___ Exercise data ___
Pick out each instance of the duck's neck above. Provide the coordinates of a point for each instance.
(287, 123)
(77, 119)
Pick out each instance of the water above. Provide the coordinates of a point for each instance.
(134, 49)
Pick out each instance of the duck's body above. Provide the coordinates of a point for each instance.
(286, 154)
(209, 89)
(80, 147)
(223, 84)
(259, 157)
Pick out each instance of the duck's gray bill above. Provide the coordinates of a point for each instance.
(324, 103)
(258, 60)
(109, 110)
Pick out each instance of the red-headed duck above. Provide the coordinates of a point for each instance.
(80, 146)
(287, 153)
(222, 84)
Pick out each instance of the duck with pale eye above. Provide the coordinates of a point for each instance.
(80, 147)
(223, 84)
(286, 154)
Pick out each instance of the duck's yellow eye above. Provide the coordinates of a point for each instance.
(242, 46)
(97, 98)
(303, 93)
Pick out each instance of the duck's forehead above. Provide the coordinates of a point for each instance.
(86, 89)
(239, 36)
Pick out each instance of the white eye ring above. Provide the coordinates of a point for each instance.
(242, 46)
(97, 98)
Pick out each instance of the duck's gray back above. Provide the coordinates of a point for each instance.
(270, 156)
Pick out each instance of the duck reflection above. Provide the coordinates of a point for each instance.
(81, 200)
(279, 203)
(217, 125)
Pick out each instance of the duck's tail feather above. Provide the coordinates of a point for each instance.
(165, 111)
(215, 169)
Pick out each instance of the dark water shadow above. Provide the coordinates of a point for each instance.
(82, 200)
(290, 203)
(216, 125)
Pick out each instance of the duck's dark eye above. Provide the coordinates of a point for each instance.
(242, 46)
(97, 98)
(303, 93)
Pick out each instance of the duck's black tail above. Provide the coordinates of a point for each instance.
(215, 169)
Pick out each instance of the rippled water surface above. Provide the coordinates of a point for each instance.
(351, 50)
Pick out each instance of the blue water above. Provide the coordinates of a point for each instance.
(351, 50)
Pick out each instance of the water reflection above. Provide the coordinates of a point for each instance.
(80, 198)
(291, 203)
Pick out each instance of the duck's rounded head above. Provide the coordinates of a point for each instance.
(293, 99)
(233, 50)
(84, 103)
___
* _Required task_
Reproduce, without any change, the stretch of lines above from the one containing "Pick out each instance of the blue" through the final line.

* _Result below_
Pick out each instance of the blue water above. Provide the coordinates of a point for each instance.
(351, 50)
Pick out each instance of the water reflection above. Provide the coordinates of a point for each instance.
(80, 198)
(291, 203)
Pick out each instance of the duck's rounded head above. Provide the coordinates of a point for each instance.
(293, 99)
(233, 50)
(84, 103)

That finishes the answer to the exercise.